◆ GOAL OF THE EXERCISE
Find every line in the rows below that contains the word "leaf", matching case exactly, and copy each of those lines.

──────

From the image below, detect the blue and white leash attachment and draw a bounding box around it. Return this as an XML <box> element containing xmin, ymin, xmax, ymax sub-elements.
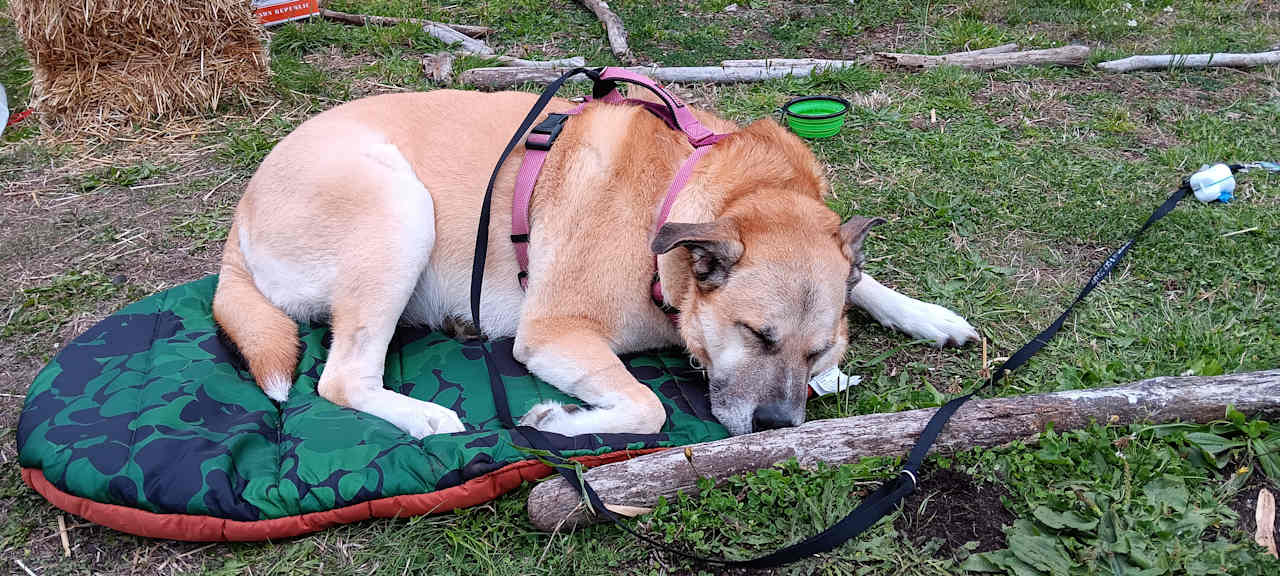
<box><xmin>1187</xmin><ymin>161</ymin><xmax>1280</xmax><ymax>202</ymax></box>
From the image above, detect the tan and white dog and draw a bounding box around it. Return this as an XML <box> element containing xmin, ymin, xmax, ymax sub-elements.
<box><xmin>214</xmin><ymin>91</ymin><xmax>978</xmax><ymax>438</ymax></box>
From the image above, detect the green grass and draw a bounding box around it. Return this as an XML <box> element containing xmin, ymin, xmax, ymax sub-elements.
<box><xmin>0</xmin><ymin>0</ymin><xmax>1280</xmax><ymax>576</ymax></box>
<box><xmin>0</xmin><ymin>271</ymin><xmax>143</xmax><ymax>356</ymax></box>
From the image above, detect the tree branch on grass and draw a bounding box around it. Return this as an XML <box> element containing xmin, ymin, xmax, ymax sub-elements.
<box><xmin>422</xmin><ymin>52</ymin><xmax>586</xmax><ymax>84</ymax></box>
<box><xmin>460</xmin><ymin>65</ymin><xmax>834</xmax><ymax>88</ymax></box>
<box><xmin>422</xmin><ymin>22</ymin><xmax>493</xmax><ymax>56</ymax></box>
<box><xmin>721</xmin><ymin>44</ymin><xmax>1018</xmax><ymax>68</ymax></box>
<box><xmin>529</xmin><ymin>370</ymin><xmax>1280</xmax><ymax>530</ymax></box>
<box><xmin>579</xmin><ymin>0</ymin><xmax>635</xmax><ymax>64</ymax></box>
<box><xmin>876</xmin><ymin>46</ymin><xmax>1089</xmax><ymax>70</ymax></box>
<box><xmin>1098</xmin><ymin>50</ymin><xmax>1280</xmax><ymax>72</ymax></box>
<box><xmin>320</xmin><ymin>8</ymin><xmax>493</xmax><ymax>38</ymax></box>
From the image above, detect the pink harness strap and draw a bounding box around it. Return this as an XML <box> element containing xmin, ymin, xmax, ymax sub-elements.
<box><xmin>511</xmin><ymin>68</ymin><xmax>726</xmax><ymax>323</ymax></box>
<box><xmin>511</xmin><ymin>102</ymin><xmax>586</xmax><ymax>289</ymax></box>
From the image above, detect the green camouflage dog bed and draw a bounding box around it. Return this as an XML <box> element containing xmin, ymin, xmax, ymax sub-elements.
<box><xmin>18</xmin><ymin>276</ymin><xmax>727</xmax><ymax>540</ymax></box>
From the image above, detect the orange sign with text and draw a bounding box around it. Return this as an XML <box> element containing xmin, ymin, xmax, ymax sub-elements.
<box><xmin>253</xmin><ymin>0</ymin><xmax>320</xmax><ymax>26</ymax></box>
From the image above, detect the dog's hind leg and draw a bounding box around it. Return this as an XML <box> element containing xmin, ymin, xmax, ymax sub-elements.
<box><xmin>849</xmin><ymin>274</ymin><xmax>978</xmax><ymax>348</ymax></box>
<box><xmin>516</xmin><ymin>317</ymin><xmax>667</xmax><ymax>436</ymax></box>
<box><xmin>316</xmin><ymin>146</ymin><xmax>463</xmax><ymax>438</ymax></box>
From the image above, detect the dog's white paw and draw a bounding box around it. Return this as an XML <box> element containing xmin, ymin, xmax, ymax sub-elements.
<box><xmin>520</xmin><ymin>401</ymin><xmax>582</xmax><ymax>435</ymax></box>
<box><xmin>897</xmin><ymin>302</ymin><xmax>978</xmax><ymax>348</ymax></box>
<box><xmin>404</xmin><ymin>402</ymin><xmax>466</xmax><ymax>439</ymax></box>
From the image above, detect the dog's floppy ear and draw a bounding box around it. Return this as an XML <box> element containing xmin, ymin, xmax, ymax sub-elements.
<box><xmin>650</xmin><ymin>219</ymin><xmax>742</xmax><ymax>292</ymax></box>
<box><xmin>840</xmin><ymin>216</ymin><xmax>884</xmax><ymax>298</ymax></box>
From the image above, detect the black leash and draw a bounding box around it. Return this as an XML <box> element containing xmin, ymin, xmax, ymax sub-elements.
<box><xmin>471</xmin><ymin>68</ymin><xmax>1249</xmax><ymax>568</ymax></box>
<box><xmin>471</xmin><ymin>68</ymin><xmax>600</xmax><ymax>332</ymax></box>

──────

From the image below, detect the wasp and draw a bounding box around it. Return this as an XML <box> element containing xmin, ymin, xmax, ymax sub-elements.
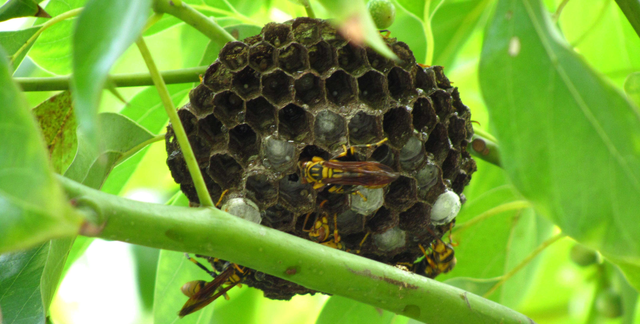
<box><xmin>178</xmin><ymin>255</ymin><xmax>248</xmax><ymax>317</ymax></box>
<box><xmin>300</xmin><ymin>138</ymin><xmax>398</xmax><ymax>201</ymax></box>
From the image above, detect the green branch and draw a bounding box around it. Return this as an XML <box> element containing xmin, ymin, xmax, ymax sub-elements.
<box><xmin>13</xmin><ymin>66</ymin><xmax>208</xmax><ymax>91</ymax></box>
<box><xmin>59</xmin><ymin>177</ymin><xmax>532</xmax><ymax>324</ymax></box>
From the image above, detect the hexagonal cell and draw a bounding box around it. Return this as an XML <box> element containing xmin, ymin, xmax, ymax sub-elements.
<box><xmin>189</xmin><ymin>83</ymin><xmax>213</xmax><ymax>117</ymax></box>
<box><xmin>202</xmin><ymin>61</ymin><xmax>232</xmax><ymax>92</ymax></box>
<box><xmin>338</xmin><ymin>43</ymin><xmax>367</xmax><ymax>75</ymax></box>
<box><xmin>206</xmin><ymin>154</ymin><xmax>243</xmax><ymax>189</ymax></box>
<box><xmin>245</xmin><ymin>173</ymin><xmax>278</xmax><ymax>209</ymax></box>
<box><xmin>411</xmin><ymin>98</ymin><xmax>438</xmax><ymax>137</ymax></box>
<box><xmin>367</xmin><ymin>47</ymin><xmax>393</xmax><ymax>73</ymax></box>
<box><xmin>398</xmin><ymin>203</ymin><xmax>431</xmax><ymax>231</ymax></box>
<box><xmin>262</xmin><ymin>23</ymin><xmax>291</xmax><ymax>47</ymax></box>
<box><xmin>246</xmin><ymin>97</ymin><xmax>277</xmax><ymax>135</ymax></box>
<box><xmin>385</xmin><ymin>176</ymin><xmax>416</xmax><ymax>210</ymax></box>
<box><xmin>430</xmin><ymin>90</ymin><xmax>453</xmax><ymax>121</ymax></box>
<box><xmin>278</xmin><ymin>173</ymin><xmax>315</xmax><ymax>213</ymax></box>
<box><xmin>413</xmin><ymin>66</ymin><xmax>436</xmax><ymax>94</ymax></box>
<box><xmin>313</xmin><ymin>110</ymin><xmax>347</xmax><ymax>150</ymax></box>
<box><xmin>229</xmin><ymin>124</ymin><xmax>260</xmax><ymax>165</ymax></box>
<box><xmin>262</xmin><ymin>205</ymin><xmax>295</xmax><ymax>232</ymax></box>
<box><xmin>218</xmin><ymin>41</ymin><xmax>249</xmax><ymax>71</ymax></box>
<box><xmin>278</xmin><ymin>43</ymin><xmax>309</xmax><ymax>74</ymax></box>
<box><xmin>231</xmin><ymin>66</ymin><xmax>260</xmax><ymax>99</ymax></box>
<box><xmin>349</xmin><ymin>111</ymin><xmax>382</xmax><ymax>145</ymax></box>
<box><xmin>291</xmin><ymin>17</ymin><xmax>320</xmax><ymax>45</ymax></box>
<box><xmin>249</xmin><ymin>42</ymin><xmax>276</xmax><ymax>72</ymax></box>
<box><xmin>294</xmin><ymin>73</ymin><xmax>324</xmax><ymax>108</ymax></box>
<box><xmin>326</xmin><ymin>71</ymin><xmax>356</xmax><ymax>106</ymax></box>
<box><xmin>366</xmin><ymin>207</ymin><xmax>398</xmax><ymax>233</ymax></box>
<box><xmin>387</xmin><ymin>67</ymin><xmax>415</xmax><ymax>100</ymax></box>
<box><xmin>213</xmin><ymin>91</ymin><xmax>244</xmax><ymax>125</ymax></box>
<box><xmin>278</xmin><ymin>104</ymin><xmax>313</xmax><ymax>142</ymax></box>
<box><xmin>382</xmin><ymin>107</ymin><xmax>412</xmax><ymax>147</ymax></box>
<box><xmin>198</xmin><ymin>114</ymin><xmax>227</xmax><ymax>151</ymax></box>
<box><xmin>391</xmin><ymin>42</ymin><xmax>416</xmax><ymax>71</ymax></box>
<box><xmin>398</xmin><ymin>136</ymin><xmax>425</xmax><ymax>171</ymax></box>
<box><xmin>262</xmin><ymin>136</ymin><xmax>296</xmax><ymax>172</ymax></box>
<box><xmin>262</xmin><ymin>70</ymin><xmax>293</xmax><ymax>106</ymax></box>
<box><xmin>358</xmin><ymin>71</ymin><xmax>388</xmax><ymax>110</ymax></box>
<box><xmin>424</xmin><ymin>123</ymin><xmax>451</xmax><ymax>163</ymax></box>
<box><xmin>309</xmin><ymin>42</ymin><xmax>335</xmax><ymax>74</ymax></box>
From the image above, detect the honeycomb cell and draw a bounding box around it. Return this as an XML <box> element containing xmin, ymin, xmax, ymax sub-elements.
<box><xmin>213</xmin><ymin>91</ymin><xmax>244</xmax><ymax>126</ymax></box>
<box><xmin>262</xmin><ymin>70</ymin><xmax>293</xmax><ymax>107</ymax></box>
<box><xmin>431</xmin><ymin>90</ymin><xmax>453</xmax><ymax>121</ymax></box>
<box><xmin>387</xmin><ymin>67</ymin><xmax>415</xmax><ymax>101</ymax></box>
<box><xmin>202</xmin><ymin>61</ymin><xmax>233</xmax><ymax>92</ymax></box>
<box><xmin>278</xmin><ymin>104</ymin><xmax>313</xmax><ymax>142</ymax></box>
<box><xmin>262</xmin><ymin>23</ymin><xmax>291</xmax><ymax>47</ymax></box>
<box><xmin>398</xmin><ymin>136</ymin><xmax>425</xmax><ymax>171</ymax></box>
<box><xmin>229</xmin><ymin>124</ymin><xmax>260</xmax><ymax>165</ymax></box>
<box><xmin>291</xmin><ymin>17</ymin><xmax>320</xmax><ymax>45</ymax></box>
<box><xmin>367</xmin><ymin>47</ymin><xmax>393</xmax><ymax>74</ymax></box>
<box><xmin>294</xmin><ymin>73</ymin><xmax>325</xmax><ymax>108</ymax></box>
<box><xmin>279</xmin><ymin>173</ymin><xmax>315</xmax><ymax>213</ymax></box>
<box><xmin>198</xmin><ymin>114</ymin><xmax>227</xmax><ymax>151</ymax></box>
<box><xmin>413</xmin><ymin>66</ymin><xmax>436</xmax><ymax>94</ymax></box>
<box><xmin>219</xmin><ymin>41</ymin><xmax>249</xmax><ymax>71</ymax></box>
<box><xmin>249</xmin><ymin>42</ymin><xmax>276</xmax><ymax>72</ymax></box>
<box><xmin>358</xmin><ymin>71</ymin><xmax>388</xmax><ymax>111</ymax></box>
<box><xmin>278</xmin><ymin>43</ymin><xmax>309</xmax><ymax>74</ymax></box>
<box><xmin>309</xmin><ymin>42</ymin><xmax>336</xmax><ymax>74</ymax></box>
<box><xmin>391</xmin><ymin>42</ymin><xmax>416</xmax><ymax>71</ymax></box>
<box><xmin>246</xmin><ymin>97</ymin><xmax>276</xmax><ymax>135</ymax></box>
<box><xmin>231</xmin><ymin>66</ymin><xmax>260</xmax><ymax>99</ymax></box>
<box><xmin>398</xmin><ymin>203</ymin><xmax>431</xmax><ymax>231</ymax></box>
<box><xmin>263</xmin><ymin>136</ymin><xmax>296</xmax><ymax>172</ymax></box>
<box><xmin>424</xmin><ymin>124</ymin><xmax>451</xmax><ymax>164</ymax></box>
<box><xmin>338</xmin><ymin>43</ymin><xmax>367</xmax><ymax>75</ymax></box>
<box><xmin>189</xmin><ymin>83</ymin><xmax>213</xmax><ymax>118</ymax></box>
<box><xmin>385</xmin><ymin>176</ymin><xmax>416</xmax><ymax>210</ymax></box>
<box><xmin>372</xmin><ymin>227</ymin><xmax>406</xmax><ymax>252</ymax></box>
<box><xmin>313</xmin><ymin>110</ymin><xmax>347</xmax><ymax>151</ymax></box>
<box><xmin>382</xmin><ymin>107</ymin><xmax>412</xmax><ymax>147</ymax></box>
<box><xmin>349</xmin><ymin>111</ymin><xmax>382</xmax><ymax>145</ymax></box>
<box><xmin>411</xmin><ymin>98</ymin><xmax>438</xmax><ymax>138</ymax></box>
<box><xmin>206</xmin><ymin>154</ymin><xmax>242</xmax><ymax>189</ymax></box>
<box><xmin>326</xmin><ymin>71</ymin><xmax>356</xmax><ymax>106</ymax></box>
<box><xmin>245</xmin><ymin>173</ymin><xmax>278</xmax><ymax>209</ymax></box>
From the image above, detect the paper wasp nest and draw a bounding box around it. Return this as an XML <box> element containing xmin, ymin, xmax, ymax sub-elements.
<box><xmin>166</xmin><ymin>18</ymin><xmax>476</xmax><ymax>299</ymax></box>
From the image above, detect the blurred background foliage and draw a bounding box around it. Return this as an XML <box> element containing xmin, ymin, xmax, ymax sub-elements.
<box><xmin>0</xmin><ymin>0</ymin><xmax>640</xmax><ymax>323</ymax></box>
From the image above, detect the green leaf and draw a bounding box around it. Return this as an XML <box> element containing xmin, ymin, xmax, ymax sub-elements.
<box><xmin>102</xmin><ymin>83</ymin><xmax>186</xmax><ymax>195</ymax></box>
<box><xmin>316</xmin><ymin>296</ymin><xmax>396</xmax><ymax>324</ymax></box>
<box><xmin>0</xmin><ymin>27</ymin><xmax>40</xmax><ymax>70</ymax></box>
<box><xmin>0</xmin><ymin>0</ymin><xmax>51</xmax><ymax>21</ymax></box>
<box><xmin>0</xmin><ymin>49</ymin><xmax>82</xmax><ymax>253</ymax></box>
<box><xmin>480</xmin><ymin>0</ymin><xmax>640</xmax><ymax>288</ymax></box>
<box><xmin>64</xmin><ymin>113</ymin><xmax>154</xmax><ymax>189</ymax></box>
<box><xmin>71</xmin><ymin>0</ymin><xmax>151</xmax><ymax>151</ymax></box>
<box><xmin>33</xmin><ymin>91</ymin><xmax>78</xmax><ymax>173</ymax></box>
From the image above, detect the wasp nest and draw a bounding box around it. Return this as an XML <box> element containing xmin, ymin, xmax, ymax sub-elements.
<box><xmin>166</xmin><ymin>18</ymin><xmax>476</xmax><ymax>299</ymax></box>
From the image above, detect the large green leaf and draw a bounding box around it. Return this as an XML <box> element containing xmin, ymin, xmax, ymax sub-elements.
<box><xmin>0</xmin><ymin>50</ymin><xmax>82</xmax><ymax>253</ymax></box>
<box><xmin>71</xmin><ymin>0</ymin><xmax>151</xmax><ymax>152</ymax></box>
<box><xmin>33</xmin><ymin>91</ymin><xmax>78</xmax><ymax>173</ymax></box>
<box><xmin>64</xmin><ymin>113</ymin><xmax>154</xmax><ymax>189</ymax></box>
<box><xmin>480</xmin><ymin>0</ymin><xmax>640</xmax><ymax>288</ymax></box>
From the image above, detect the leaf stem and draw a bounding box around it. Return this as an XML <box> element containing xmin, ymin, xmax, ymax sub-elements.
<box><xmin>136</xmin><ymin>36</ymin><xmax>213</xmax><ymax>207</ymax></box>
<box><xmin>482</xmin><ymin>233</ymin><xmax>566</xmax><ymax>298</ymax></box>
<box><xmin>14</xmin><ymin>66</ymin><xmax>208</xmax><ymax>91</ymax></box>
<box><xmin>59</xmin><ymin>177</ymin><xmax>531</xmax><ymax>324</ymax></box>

──────

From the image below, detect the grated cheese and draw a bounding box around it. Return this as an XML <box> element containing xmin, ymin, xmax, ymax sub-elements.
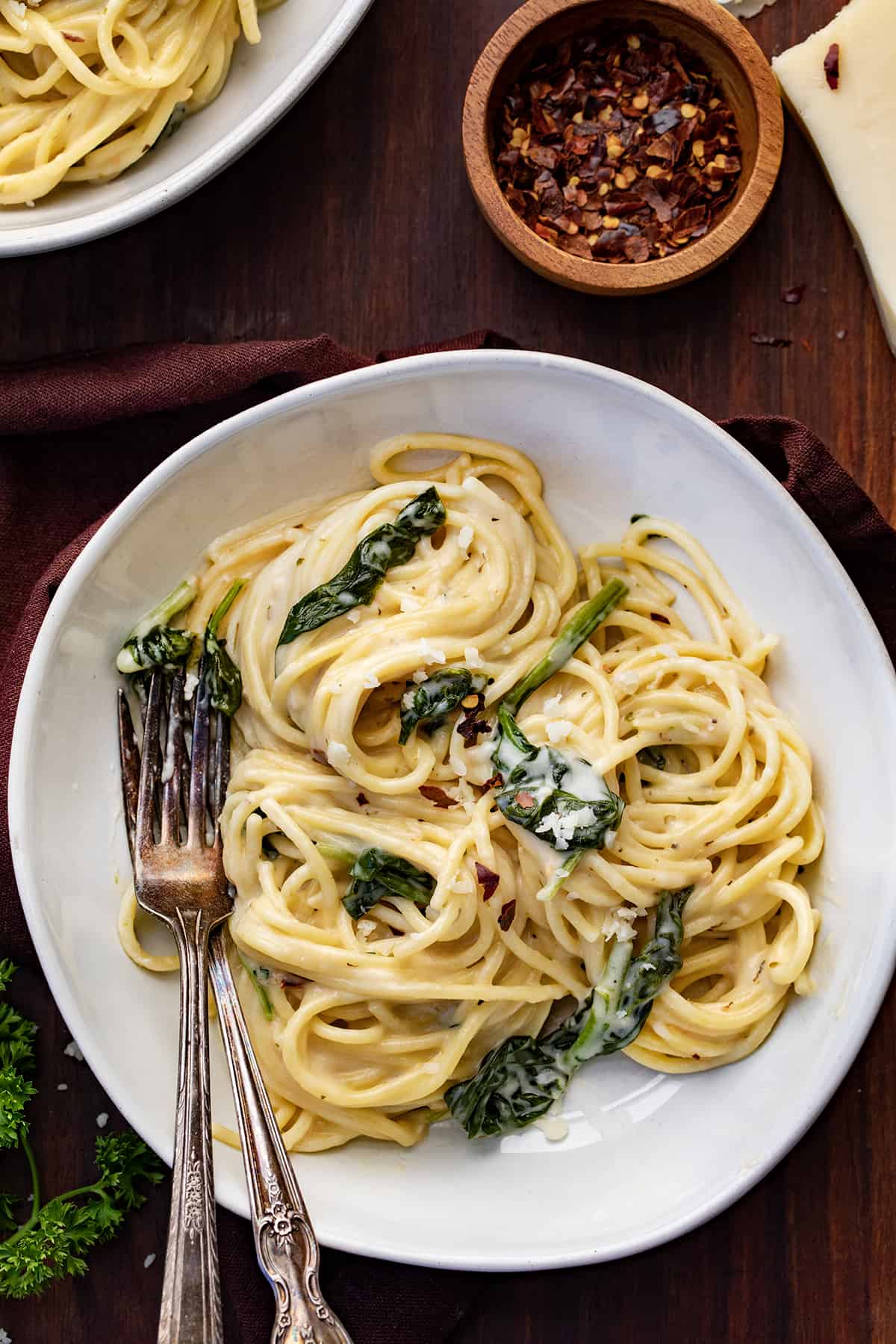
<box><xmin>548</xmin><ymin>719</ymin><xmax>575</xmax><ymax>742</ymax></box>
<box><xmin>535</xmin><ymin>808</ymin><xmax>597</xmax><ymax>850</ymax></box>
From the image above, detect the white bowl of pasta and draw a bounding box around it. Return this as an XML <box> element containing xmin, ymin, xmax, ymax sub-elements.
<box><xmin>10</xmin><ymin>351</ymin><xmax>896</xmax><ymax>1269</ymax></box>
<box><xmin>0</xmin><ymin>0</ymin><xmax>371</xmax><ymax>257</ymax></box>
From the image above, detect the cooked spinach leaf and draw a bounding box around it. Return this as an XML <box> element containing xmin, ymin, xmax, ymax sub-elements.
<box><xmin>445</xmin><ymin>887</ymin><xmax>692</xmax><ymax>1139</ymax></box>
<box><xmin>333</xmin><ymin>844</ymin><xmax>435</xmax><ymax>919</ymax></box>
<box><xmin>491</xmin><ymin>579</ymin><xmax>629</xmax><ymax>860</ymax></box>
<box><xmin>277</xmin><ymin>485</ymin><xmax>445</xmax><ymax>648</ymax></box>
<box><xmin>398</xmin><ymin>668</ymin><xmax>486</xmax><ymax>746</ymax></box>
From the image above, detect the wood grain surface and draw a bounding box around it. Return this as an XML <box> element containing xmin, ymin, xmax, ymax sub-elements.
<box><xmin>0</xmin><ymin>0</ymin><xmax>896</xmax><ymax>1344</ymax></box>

──────

◆ ANSWER
From the image above, detect the green leaf and draw a bounding box around it. Return this as an XML <box> element containing xmin, ymin, xmax, ymax sub-elements.
From the image above, detect the large green leaf and draw a bounding box around it. Return this as an XML <box> element containing xmin, ymin, xmax, ymax sub-elements.
From the image above, detect the leaf stem and draw a bounding box around it. Return this as an XML <box> element containing xmin, ymin, xmax, ymax sub-elements.
From the image above, detect the cooked spinach leaf and draw a bounding box around it. Return this as an XML <box> element containing xmin, ymin, xmax, ymax sub-elements.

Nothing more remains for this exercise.